======== ENTRIES SUPPLIED ========
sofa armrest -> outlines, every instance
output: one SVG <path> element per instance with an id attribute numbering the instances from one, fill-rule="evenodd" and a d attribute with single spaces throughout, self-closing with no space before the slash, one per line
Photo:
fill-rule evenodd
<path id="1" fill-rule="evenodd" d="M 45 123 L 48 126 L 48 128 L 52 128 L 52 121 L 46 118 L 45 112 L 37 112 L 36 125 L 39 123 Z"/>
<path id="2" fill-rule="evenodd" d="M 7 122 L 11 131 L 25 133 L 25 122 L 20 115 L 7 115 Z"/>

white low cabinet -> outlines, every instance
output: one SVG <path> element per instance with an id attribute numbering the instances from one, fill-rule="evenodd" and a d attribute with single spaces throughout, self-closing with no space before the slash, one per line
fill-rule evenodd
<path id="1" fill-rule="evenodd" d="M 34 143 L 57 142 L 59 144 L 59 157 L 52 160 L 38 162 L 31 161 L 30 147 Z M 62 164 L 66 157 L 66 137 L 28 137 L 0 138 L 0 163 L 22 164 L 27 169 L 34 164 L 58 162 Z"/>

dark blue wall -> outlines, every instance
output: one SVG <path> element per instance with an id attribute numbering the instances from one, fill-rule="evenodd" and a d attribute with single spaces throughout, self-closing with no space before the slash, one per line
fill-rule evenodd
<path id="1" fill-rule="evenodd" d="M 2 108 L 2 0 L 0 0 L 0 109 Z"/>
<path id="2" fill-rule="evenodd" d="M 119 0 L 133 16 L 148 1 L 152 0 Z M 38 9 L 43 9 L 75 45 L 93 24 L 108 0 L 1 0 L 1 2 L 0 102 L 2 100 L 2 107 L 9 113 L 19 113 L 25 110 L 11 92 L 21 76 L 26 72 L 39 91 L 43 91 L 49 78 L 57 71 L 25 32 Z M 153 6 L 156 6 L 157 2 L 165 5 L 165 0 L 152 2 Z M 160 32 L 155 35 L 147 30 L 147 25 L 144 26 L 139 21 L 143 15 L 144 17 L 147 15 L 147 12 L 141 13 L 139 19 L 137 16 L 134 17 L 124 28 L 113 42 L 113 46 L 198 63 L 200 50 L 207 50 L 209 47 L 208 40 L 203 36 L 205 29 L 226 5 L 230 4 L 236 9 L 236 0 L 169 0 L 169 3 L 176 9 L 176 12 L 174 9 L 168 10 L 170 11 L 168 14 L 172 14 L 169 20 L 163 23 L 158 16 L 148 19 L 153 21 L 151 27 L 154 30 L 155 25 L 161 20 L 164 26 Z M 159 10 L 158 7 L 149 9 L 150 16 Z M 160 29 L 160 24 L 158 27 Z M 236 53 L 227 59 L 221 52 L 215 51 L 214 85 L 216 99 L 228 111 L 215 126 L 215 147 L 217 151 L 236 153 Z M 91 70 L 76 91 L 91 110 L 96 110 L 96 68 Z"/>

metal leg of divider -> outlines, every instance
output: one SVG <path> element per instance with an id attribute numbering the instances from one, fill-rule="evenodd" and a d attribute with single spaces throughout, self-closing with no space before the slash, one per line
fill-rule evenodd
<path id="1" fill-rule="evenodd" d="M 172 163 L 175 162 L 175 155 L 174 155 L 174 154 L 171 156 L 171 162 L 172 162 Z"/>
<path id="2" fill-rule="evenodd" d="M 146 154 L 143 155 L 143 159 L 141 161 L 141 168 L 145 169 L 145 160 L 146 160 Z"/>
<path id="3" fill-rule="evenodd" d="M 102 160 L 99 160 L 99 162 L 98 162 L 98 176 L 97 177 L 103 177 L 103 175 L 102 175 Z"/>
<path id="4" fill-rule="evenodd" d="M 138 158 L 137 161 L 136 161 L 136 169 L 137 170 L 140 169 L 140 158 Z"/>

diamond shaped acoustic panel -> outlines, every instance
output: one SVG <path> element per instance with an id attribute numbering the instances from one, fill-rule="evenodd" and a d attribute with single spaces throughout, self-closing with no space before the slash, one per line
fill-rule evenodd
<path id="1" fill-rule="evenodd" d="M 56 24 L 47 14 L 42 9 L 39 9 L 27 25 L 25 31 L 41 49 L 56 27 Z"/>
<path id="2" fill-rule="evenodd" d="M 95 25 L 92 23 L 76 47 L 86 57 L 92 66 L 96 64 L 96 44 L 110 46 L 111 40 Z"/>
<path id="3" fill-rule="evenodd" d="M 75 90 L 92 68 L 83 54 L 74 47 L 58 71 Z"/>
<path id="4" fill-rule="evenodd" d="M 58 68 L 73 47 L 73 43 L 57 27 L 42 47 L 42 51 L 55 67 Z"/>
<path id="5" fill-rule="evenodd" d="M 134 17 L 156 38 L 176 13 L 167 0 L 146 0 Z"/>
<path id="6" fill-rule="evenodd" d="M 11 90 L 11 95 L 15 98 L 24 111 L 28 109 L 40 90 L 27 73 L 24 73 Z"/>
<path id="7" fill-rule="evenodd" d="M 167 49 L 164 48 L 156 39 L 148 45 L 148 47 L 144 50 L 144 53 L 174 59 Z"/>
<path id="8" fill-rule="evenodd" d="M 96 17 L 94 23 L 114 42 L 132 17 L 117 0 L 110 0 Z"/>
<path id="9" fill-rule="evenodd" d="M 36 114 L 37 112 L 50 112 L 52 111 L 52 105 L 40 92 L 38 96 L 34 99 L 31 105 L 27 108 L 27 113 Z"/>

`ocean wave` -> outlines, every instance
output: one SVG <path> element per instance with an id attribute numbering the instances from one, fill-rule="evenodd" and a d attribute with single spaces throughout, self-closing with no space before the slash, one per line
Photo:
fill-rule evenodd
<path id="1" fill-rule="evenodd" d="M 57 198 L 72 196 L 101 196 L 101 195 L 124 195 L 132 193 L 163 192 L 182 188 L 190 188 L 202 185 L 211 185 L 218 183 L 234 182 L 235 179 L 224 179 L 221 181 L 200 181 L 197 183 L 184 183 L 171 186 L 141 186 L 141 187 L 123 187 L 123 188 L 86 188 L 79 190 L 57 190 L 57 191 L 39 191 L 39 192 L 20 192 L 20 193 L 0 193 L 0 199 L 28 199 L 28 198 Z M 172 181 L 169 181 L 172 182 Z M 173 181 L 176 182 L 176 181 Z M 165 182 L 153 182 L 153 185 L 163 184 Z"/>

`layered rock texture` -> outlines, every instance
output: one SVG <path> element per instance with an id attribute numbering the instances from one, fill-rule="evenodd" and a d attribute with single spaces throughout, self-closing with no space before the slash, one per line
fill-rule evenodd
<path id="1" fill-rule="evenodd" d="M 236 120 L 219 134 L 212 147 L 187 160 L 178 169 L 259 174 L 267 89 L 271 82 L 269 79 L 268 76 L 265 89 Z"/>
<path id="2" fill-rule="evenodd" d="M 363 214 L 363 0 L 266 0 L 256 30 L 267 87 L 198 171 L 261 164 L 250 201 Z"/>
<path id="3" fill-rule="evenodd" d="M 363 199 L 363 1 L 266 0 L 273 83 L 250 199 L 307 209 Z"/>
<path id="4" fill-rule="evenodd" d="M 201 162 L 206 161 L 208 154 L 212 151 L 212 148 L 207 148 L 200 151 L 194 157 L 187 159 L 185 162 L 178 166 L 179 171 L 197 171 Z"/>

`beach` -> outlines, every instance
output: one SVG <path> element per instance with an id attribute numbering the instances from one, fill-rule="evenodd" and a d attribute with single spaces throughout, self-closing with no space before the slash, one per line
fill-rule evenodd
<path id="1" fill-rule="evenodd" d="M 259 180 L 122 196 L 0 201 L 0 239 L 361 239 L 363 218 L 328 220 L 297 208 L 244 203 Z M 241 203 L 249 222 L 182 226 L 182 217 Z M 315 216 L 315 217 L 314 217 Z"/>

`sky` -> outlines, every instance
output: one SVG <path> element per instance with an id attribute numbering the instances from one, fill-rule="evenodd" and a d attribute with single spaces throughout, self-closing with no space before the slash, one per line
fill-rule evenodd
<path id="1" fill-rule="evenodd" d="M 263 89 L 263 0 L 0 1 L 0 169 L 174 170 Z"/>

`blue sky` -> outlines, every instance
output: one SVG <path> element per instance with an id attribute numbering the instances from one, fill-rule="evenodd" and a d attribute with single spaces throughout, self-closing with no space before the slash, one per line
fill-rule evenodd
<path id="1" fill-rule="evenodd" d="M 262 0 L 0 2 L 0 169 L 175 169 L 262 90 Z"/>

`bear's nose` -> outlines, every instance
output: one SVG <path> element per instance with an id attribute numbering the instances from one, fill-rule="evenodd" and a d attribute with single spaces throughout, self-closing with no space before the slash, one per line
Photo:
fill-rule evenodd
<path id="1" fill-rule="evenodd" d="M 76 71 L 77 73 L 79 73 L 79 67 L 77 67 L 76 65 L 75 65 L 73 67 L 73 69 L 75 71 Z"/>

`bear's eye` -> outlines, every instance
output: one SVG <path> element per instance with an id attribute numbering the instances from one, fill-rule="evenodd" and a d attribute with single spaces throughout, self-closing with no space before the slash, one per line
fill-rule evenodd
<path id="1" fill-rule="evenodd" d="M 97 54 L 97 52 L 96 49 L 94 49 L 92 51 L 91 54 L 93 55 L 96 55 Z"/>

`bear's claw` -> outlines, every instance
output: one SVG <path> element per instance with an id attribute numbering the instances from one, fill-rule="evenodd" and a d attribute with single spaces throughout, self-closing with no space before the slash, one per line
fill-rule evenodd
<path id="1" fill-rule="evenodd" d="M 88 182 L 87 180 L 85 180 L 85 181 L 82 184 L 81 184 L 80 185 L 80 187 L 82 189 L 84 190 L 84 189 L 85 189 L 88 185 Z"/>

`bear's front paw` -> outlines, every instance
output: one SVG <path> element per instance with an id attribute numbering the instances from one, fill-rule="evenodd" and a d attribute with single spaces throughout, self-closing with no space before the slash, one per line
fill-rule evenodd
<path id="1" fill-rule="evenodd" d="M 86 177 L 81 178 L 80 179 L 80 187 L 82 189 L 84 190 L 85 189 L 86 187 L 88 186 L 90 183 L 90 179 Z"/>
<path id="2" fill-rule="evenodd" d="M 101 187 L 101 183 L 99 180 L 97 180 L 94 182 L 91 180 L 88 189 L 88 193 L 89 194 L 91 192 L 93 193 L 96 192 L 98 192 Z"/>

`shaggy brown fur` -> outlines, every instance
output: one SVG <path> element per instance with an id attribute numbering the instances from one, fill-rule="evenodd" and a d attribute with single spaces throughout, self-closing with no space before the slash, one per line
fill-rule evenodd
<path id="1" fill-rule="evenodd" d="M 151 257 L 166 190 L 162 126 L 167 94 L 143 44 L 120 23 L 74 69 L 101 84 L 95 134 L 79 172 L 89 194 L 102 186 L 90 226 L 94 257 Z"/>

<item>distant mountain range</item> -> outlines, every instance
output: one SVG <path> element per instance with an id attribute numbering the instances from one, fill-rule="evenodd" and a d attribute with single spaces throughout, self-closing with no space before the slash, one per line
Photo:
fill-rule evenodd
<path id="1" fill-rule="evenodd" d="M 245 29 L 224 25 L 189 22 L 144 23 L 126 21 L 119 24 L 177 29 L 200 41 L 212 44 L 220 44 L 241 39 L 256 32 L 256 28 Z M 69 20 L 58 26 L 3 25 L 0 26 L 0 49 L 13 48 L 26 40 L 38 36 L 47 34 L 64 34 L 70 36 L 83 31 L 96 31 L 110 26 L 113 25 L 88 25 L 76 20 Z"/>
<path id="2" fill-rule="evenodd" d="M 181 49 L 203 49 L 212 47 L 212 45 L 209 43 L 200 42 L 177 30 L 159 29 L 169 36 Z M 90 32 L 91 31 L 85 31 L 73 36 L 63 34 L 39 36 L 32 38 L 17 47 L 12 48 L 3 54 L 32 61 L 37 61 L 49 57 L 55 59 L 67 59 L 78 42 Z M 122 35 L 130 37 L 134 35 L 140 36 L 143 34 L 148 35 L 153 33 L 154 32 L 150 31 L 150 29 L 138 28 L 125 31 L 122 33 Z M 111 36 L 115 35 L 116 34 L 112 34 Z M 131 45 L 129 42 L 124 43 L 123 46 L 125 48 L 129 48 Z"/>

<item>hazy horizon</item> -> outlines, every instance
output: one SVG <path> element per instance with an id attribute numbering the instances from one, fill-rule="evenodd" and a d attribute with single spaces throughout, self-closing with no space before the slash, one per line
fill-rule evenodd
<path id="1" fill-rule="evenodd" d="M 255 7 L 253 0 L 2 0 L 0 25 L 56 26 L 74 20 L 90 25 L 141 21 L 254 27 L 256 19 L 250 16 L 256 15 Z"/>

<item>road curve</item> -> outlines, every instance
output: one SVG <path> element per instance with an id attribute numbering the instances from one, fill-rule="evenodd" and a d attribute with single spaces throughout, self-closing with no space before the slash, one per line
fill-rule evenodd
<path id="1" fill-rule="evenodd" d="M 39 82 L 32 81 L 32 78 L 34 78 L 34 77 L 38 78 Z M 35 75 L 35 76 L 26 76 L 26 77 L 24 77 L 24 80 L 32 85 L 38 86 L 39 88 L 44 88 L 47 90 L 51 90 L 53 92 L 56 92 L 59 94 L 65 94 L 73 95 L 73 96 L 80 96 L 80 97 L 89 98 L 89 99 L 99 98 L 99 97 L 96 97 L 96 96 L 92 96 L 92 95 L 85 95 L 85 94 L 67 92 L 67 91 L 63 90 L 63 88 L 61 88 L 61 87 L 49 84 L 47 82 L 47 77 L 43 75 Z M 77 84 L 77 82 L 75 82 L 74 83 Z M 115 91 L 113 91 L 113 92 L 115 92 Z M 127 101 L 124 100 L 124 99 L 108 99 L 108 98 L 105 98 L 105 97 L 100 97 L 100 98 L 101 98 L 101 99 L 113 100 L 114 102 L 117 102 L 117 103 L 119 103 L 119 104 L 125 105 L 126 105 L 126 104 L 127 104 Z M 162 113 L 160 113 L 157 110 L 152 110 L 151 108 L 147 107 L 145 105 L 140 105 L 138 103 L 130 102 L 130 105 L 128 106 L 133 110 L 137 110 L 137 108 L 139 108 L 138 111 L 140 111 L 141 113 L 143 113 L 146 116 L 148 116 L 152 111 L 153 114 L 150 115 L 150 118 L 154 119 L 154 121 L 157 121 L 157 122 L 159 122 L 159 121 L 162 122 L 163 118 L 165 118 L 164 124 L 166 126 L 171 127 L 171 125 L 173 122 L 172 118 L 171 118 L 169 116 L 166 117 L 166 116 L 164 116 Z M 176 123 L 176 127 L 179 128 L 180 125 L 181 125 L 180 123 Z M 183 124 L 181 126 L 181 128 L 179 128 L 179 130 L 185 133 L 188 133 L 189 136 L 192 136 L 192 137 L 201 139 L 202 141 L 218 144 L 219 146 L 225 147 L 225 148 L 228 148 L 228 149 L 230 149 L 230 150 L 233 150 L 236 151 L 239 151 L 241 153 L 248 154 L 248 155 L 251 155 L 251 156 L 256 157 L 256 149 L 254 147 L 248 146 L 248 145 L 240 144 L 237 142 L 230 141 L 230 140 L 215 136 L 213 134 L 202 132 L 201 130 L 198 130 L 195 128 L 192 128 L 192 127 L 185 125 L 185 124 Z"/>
========
THE REQUEST>
Write out the lines of the records above, from the start of the records down to and including the line that contains "34 143 L 57".

REPLY TO THE EXERCISE>
sofa armrest -> outlines, every instance
output: one SVG <path> element per instance with an id attribute numbering the instances from one, fill-rule="evenodd" and a d attribute with single spaces throughout, self-closing with no space before the slash, one per line
Photo:
fill-rule evenodd
<path id="1" fill-rule="evenodd" d="M 45 123 L 48 126 L 48 128 L 52 128 L 52 121 L 46 118 L 45 112 L 37 112 L 36 125 L 39 123 Z"/>
<path id="2" fill-rule="evenodd" d="M 7 122 L 11 131 L 25 133 L 25 122 L 20 115 L 7 115 Z"/>

white low cabinet -> outlines, every instance
output: one SVG <path> element per instance with an id attribute numbering the instances from one, fill-rule="evenodd" and a d attribute with single spaces throughout, self-closing with no space before the slash, one per line
fill-rule evenodd
<path id="1" fill-rule="evenodd" d="M 34 143 L 57 142 L 59 144 L 59 157 L 52 160 L 38 162 L 31 161 L 30 147 Z M 62 164 L 66 157 L 66 137 L 28 137 L 0 138 L 0 163 L 22 164 L 27 169 L 34 164 L 58 162 Z"/>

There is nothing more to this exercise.